-------- Provided records --------

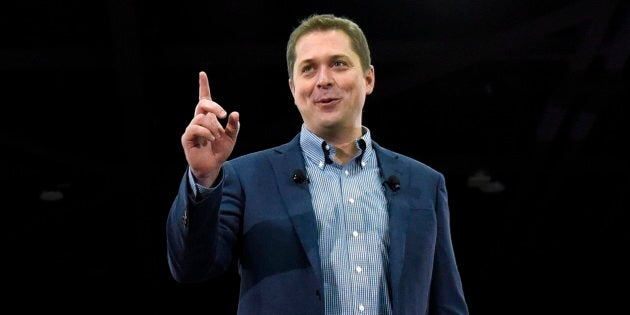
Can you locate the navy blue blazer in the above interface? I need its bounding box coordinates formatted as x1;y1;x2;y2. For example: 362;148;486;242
166;134;468;315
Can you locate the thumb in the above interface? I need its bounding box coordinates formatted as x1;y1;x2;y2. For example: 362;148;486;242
225;112;241;139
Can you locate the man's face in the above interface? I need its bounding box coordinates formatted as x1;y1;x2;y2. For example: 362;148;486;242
289;30;374;135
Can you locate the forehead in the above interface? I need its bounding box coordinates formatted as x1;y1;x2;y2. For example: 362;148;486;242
295;30;358;60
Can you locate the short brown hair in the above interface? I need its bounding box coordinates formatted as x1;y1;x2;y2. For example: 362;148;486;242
287;14;372;78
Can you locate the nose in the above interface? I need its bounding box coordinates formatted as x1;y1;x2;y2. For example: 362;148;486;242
317;67;334;88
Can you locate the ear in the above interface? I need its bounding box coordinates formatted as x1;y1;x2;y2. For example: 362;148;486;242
289;78;295;95
365;65;376;95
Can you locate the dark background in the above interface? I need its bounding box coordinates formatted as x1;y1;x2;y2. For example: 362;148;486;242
0;0;630;314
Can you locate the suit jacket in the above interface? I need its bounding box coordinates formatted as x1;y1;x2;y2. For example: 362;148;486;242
167;135;468;315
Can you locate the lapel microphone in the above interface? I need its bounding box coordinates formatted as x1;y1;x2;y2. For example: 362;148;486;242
383;175;400;191
291;169;311;184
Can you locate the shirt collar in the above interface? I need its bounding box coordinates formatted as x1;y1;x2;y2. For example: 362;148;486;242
300;124;374;168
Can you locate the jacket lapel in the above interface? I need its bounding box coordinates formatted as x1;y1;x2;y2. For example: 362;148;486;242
270;135;322;281
372;142;410;298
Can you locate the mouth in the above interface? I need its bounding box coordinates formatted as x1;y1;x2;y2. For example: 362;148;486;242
315;98;340;106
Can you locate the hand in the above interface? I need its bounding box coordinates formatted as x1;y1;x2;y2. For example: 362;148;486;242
181;71;240;186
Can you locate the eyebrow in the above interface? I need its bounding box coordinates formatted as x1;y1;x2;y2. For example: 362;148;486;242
297;54;350;65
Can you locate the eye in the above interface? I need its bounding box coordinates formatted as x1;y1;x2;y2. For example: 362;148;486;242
302;65;313;73
332;60;348;67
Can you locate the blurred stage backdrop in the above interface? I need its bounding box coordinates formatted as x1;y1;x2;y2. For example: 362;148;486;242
0;0;630;314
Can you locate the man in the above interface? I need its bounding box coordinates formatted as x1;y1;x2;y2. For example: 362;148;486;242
167;15;468;314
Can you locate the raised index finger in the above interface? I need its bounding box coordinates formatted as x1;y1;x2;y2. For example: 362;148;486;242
199;71;212;101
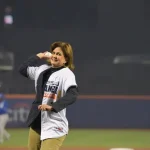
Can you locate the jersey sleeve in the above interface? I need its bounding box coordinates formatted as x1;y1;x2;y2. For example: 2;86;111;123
27;67;39;80
64;72;77;92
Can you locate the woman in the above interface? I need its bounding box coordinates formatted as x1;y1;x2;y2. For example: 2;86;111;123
19;42;78;150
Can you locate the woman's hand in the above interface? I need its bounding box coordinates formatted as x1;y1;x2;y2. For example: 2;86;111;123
38;104;52;111
36;51;51;59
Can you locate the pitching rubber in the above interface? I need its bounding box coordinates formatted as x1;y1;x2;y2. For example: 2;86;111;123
110;148;134;150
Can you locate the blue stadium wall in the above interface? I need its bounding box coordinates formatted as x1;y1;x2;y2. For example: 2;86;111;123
6;95;150;129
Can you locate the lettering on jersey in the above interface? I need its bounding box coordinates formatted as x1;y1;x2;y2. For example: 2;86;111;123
44;81;59;100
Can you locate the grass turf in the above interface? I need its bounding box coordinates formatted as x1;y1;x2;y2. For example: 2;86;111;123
0;129;150;148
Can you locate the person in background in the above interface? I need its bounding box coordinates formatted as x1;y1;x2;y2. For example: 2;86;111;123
19;42;78;150
0;93;10;143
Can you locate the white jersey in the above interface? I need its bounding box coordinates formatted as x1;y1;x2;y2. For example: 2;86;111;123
28;65;77;140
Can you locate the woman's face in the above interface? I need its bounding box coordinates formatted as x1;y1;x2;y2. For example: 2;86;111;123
51;47;66;68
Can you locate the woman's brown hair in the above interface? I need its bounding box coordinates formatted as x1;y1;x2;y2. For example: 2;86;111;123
50;41;75;70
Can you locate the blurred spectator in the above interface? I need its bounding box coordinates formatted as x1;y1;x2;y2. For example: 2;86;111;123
0;93;10;143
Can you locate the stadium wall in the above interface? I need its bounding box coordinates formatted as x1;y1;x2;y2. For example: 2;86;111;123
6;95;150;129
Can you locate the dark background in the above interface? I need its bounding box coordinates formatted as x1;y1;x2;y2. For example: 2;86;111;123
0;0;150;95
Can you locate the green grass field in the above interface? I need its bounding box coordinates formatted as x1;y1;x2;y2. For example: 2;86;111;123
0;129;150;148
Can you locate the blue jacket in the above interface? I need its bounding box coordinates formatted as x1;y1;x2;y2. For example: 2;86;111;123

--------

Stated problem: Can you write out the whole listing above again, substituting "image" for "interface" in every line where it appears and leaving everything else unchanged? Omit the pictures from your answer.

Exercise output:
Can you locate the navy blue blazer in the above image? I need its bounding box coordinates formatted as x1;y1;x2;y2. For example: 362;148;486;242
166;134;468;315
Can you locate the thumb in the above image? I need its bounding box coordinates formatted as x1;y1;x2;y2. For example: 362;148;486;242
225;112;241;139
Can you locate the man's face in the above image? I need its bounding box coordinates formatted as x1;y1;x2;y2. For example: 362;148;486;242
289;30;374;135
Can you locate the forehead in the above image? I need its bounding box coordinates formatted as x1;y1;x2;y2. For example: 362;148;486;242
295;30;358;60
Can you locate the short brown hair in the above image? I need its bounding box coordinates formatted as x1;y1;x2;y2. For example: 362;148;486;242
287;14;372;78
Can you locate the nose in the above image? I need its bounding box coordinates formatted as x1;y1;x2;y2. For example: 362;148;486;242
317;67;334;88
Can you locate the ear in the above image? I need its bounding box coordinates formatted as x1;y1;x2;y2. For example: 362;148;486;242
289;78;295;95
365;65;376;95
Can you locate the dark background in the above image? I need its bounding box coordinates formatted as x1;y1;x2;y2. For example: 362;148;486;242
0;0;630;314
Can you locate the suit jacket in the above image? I need its bounding box coordinates formatted as x1;y1;x2;y2. For example: 362;148;486;242
167;135;468;315
Can you locate the lapel microphone in the above image? I need its bounding box coordinates formatted as x1;y1;x2;y2. For example: 362;148;486;242
383;175;400;191
291;169;311;184
Can you locate the shirt collar in the above image? I need its bounding box coordinates formatted as x1;y1;x2;y2. For example: 362;148;486;242
300;124;374;168
Can you locate the jacket lapel in the above image? I need its bounding box coordinates formatted as x1;y1;x2;y2. For example: 362;148;486;242
270;135;322;281
372;142;410;298
Can you locate the mouth in the above image? I need its bounding box coordinates formatted as x1;y1;x2;y2. For example: 362;148;486;242
315;98;340;106
Can you locate the hand in the above image? I need its bounding box coordinates formatted as x1;y1;x2;y2. For example: 362;148;486;242
181;71;240;186
Can you locate the eyebrow in the above image? I need its bounding box coordinates formatted as x1;y1;x2;y2. For example: 362;148;486;242
297;54;350;65
Can you locate the eye in the above image? I need its bounding box coordinates formatted as x1;y1;x2;y2. For example: 362;148;486;242
302;65;313;73
332;60;348;67
Can you locate the blurred stage backdrop in the above image? I need its bounding box coordinates formatted as x1;y1;x2;y2. For example: 362;148;486;242
0;0;630;314
Can you locate the man in the above image? I need its bounding box coordinates formatted as x1;y1;x2;y2. For example: 362;148;486;242
167;15;468;314
Can you locate the raised index finger in the above image? I need its bounding box coordinates formatted as x1;y1;x2;y2. For example: 362;148;486;242
199;71;212;101
Can you locate the jersey sleeve in the above image? I need its bounding box coordinates formatted as x1;y1;x2;y2. For example: 2;86;111;123
27;67;39;80
64;72;77;92
Can you locate the woman in the above image? I need its bounding box coordinates formatted as x1;y1;x2;y2. For example: 2;86;111;123
19;42;78;150
Can you locate the woman's hand in the above image? I need its bounding box coordinates formatted as x1;y1;x2;y2. For example: 2;86;111;123
38;104;52;111
36;51;51;59
Can you locate the pitching rubber in the above image? I need its bounding box coordinates formatted as x1;y1;x2;y2. For example: 2;86;111;123
110;148;134;150
Can you locate the blue stadium wall in the above image? I need its bounding box coordinates formatted as x1;y1;x2;y2. For example: 2;86;111;123
6;95;150;129
Can you locate the lettering on jersey in the above image? I need its bounding box coordinates formatted as x1;y1;x2;y2. For example: 2;86;111;123
44;81;59;100
Can you locate the grass turf in the above image? I need its bounding box coordinates formatted as x1;y1;x2;y2. For example: 2;86;111;123
0;129;150;148
Can you locate the person in background in the above image? I need its bounding box coordinates formatted as x1;y1;x2;y2. For example: 2;86;111;123
19;42;78;150
0;93;10;143
Can you locate the white jersey in the above image? I need its bounding box coordinates formatted as x1;y1;x2;y2. For example: 2;86;111;123
28;65;77;140
Can you locate the woman's face in the above image? I need its bounding box coordinates formatted as x1;y1;x2;y2. For example: 2;86;111;123
51;47;66;68
Can you locate the woman's brown hair in the above image? I need its bounding box coordinates formatted as x1;y1;x2;y2. For example: 2;86;111;123
50;41;75;70
Can you locate the blurred spectator in the above image? I need its bounding box coordinates formatted as x1;y1;x2;y2. For example: 2;86;111;123
0;93;10;143
Can you locate the stadium wall in the above image? I need its bounding box coordinates formatted as x1;y1;x2;y2. For example: 2;86;111;123
6;95;150;129
Can you locate the dark background in the above image? I need its bounding box coordinates formatted as x1;y1;x2;y2. For example: 2;86;111;123
0;0;150;95
Can you locate the green grass field in the above image? I need its bounding box coordinates formatted as x1;y1;x2;y2. For example: 2;86;111;123
0;129;150;148
Can you locate the blue jacket in the above image? I need its bounding box coordinates formatted as x1;y1;x2;y2. For example: 2;86;111;123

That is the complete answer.